= WHAT YOU SHOULD DO =
Please write out, word for word, the lines in the entries below, starting with the line containing "Thanks for the photo. Could you please mark the tree" and going on through the line containing "(1188, 591)".

[Image point annotation entries]
==============================
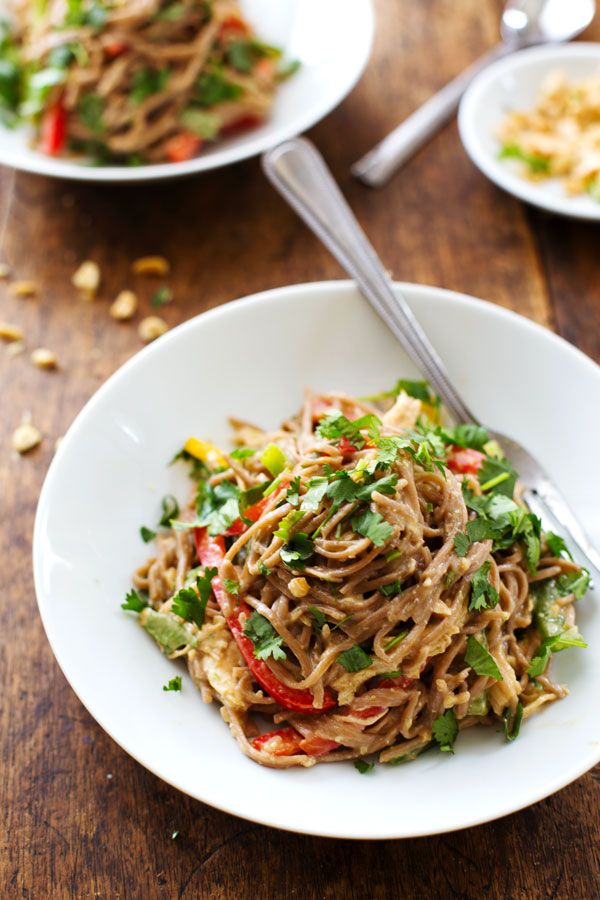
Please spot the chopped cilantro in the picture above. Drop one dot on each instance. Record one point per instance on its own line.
(191, 606)
(512, 722)
(354, 659)
(264, 637)
(483, 594)
(536, 164)
(363, 766)
(287, 523)
(373, 526)
(461, 544)
(146, 82)
(297, 550)
(445, 729)
(135, 601)
(553, 644)
(390, 590)
(481, 660)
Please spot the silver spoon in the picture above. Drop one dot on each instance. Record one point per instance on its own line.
(523, 24)
(299, 173)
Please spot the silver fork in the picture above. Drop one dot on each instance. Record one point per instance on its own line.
(300, 174)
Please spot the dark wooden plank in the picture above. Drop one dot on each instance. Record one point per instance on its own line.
(82, 819)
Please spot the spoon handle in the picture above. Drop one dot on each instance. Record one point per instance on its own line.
(377, 166)
(299, 173)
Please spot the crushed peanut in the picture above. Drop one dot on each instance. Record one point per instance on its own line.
(24, 289)
(15, 348)
(151, 328)
(10, 332)
(44, 358)
(299, 587)
(124, 306)
(151, 265)
(26, 437)
(87, 279)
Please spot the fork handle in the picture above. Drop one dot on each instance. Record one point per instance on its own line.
(298, 171)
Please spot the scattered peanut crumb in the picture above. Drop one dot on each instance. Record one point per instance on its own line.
(299, 587)
(87, 279)
(24, 289)
(124, 307)
(10, 332)
(26, 437)
(151, 265)
(44, 358)
(152, 327)
(15, 349)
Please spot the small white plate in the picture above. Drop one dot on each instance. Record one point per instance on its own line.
(332, 40)
(253, 359)
(514, 83)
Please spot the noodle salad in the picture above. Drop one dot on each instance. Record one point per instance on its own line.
(134, 81)
(362, 583)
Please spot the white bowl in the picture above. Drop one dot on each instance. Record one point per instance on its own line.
(514, 83)
(331, 40)
(253, 359)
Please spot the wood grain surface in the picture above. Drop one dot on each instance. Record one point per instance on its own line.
(82, 819)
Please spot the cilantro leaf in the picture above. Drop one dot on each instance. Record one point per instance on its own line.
(354, 659)
(556, 544)
(444, 730)
(297, 550)
(191, 606)
(512, 723)
(373, 526)
(390, 590)
(554, 644)
(273, 459)
(461, 544)
(481, 661)
(483, 594)
(267, 642)
(336, 426)
(135, 601)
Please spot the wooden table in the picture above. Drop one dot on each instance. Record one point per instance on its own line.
(83, 819)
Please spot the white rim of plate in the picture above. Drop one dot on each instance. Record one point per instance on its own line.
(227, 155)
(494, 169)
(288, 293)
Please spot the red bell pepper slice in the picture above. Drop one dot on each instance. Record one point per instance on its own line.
(287, 742)
(211, 551)
(465, 460)
(54, 128)
(182, 146)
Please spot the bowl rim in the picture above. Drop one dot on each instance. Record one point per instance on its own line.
(288, 293)
(226, 155)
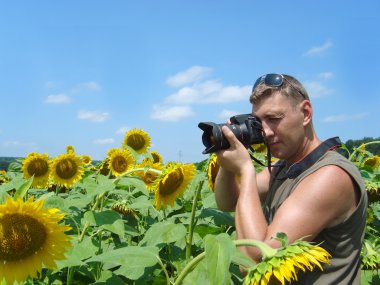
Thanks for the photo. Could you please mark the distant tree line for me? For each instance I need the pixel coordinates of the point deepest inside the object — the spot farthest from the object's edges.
(350, 144)
(372, 148)
(5, 161)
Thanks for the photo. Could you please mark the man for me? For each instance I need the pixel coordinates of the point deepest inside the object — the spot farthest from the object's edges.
(315, 193)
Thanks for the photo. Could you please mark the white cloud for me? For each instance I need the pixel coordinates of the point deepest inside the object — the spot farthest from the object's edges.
(24, 146)
(317, 89)
(61, 98)
(345, 117)
(86, 86)
(51, 84)
(319, 50)
(104, 141)
(122, 130)
(208, 92)
(325, 75)
(94, 86)
(171, 113)
(93, 116)
(193, 74)
(226, 114)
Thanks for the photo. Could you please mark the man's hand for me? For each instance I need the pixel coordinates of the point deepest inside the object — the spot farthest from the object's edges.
(236, 158)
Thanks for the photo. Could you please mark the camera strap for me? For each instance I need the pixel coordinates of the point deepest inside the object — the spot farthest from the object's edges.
(299, 167)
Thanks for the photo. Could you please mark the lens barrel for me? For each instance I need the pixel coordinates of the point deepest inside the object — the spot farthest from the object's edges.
(246, 128)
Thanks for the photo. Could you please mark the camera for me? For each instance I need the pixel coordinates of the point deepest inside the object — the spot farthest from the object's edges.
(247, 129)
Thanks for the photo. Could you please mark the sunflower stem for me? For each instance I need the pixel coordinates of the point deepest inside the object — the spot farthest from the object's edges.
(86, 225)
(358, 148)
(70, 275)
(164, 269)
(265, 249)
(189, 241)
(135, 170)
(189, 267)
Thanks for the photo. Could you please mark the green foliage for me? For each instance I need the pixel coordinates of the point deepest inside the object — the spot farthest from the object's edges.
(190, 243)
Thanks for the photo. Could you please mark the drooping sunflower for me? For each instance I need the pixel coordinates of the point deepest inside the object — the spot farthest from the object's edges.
(283, 267)
(212, 171)
(156, 157)
(137, 139)
(120, 161)
(86, 159)
(172, 182)
(148, 172)
(37, 165)
(30, 238)
(67, 169)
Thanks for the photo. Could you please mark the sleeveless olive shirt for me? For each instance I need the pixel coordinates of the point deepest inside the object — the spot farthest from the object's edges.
(342, 241)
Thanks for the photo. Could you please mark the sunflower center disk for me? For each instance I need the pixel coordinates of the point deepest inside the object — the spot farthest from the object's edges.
(20, 236)
(172, 182)
(38, 167)
(66, 168)
(120, 164)
(136, 142)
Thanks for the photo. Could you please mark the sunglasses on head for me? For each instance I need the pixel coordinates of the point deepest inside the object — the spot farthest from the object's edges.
(275, 80)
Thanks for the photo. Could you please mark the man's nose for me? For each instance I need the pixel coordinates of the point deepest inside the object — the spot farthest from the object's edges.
(267, 130)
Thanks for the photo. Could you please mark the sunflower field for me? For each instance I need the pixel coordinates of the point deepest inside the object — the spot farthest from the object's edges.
(133, 219)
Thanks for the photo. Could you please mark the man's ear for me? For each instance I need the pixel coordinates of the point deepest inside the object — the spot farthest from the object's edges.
(307, 112)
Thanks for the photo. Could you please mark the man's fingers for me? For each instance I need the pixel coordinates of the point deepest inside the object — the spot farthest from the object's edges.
(229, 135)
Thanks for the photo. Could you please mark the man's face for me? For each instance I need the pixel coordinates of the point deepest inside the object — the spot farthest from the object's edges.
(283, 123)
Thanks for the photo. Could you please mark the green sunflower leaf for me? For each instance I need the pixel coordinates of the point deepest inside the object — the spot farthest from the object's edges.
(132, 259)
(24, 187)
(219, 251)
(164, 232)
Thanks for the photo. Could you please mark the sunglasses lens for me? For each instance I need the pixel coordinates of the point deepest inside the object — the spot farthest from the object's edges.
(273, 79)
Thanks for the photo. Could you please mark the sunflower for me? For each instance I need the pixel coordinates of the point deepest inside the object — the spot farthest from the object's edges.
(86, 159)
(373, 162)
(212, 171)
(172, 182)
(156, 157)
(103, 167)
(3, 177)
(137, 139)
(67, 169)
(122, 208)
(120, 161)
(30, 238)
(37, 165)
(283, 267)
(148, 172)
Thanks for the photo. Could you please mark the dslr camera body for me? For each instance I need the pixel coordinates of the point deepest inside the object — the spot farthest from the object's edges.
(246, 128)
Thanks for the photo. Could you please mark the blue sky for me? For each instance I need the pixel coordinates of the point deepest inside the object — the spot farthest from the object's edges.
(82, 73)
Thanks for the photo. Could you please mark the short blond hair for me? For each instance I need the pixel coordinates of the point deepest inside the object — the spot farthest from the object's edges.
(291, 88)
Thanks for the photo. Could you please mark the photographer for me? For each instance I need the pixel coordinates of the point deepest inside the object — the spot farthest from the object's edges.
(312, 193)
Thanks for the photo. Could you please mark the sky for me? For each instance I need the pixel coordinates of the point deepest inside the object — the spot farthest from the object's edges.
(83, 73)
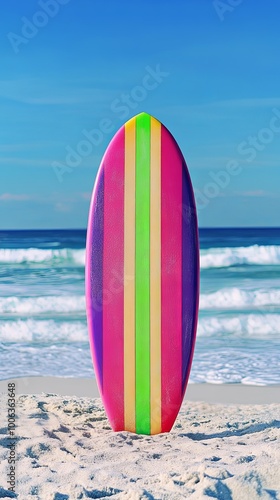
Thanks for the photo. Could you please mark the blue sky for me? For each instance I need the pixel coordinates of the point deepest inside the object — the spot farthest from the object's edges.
(216, 88)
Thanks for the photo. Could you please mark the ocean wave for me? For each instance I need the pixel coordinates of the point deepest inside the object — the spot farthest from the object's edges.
(232, 298)
(44, 304)
(65, 256)
(254, 255)
(250, 325)
(43, 331)
(210, 258)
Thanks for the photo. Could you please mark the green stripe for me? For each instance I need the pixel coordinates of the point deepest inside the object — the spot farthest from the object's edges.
(142, 273)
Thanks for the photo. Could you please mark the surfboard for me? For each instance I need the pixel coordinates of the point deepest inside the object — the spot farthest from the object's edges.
(142, 277)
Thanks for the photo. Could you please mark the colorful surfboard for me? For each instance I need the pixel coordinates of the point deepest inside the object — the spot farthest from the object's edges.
(142, 277)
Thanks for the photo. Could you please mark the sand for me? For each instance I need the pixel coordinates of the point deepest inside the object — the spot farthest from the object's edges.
(65, 448)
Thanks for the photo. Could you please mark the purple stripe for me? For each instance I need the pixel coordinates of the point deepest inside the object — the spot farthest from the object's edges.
(190, 275)
(96, 277)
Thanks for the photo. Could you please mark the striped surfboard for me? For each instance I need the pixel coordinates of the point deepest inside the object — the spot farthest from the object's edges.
(142, 277)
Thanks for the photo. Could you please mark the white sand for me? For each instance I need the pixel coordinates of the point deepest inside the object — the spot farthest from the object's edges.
(66, 450)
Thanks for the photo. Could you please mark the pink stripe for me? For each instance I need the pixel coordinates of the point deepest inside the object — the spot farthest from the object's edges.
(113, 269)
(171, 279)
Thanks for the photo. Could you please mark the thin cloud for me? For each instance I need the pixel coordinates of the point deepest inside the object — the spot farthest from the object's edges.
(6, 197)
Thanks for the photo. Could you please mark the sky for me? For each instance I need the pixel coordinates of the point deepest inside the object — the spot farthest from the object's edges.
(209, 70)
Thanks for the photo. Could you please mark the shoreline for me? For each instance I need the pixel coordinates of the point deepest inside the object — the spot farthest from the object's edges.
(224, 444)
(87, 387)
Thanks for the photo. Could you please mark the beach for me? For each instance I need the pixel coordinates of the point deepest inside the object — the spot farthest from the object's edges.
(225, 442)
(65, 448)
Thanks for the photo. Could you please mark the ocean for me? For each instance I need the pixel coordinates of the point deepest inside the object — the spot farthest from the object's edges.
(43, 330)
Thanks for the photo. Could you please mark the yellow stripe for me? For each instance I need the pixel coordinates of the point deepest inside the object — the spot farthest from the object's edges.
(155, 276)
(129, 277)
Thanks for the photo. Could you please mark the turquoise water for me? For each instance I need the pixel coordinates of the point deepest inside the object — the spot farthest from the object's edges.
(42, 307)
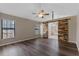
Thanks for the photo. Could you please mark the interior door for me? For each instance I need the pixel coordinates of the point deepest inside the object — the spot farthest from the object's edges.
(53, 30)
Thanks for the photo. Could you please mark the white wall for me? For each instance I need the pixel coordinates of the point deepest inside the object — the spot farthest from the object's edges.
(77, 32)
(24, 29)
(72, 29)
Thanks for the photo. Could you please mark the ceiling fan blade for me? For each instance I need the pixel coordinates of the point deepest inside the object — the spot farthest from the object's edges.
(33, 13)
(46, 14)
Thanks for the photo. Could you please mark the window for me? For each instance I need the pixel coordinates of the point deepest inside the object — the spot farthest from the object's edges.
(8, 29)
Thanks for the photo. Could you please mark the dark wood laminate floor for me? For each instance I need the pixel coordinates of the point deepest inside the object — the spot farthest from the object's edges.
(38, 47)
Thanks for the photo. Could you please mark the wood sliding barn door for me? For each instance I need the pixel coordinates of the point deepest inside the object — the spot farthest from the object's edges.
(63, 30)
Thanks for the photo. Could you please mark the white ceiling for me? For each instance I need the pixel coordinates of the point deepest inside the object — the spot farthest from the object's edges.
(25, 10)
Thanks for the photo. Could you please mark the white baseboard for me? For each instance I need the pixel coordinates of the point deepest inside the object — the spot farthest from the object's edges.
(19, 41)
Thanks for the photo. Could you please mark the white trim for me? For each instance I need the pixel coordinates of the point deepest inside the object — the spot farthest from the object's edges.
(19, 41)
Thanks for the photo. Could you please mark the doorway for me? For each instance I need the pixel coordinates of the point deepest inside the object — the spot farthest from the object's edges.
(53, 30)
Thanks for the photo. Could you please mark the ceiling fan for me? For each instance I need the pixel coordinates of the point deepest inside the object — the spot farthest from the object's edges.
(41, 14)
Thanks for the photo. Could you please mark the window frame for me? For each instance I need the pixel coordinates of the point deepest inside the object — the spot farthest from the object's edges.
(6, 29)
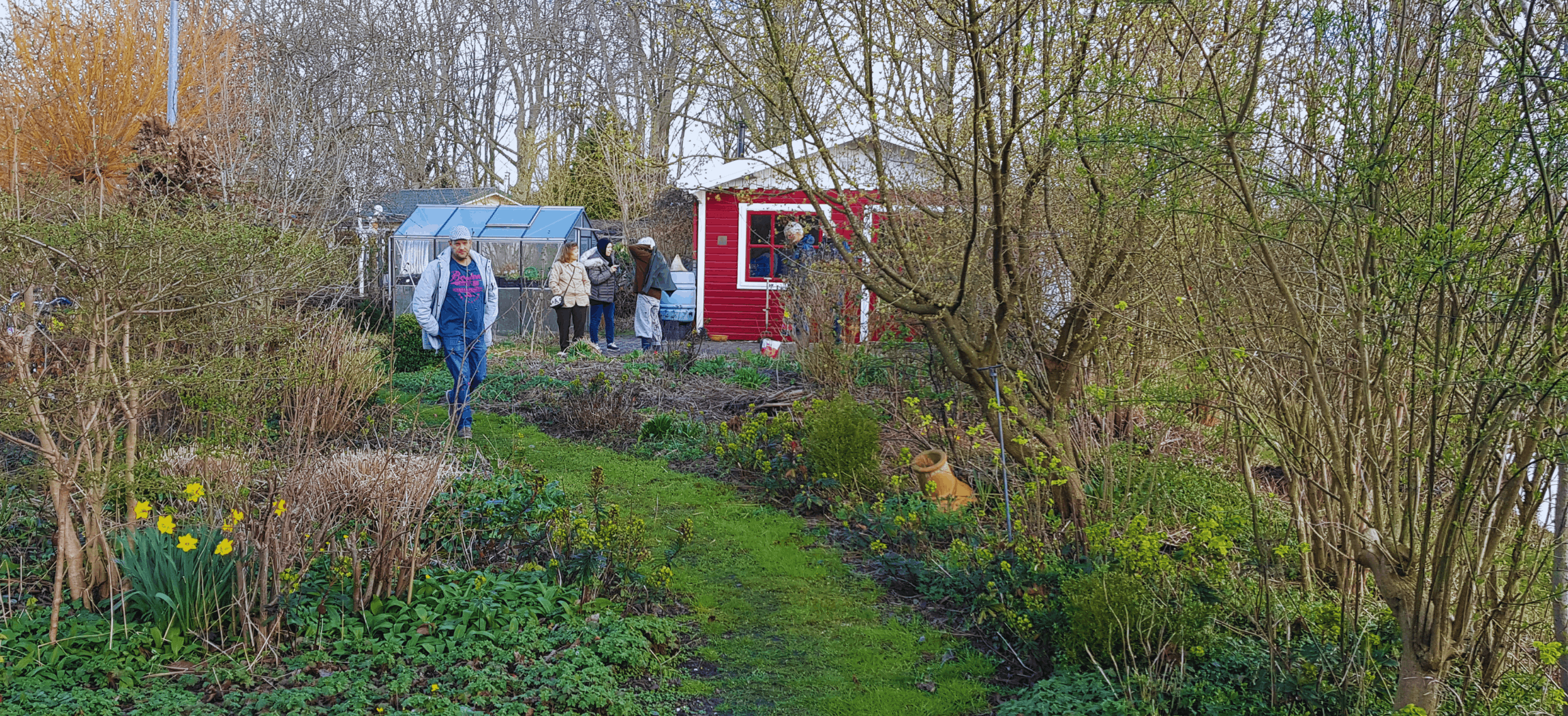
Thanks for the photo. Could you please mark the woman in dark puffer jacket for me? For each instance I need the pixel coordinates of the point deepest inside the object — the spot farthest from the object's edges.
(605, 278)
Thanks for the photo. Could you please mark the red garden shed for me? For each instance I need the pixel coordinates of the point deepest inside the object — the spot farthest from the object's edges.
(742, 211)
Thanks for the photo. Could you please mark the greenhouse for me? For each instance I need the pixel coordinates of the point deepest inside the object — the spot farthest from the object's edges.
(521, 241)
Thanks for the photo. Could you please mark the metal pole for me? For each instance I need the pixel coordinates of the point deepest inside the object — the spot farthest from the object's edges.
(175, 61)
(1001, 439)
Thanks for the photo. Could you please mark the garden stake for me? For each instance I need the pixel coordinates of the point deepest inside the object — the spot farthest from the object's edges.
(1007, 494)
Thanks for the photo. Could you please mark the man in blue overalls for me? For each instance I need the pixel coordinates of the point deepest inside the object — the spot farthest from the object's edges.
(455, 304)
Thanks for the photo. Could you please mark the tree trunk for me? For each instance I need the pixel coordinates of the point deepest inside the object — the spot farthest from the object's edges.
(1418, 687)
(1561, 574)
(70, 546)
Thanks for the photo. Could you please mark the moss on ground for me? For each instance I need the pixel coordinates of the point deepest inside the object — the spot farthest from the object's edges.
(787, 627)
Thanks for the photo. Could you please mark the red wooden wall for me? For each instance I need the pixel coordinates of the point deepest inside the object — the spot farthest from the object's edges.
(744, 314)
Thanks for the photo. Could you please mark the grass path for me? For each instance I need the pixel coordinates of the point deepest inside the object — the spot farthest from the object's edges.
(789, 629)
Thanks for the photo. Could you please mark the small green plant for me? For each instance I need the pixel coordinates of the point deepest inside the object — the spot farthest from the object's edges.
(749, 378)
(178, 583)
(408, 346)
(715, 366)
(672, 436)
(844, 441)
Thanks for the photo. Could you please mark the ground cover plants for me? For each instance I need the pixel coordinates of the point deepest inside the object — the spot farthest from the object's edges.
(1188, 591)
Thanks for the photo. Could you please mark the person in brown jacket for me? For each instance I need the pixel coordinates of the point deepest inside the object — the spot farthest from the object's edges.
(646, 314)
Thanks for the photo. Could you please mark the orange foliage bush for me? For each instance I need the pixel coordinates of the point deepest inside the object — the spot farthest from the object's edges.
(85, 79)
==============================
= RESULT OF THIS TASK =
Thanks for the photo. Could you please mark the tree trunk for me? For each instance I need the pixel coordinates of the point deepest inside the object — the spot farthest from the object's edges.
(1418, 687)
(1561, 574)
(70, 546)
Thanks for the photo. Could you please mark the moss on ground for me? For each instance I need the pixel coordinates of the point deepest inside the object — the spot farthest from the object's edges.
(787, 627)
Thanks for the photo. Could you please mark the red wooden wall for me? For each instance I need the pixel coordinates of the point deepest inside the object — the spot farthest from the object's edges.
(744, 314)
Thanks for the photo. Could you please mark the grass path for me? For each instance I need the pixel coordinates of the point deepest inside the object — the spot farthest from the object's edges.
(789, 629)
Thanks for the photo. Could you please mark the small green plant for me? For each instance I need the pixel coordinates of the point deepest inside the object — the spot farthest from the object's edges.
(749, 378)
(178, 583)
(408, 346)
(715, 366)
(672, 436)
(844, 441)
Thanks for the photo. Could you please mark the ground cover plants for me? For each instance I need the pixel coordinates of the point deepest inside the object — the spot farthest from the object's edges.
(1188, 591)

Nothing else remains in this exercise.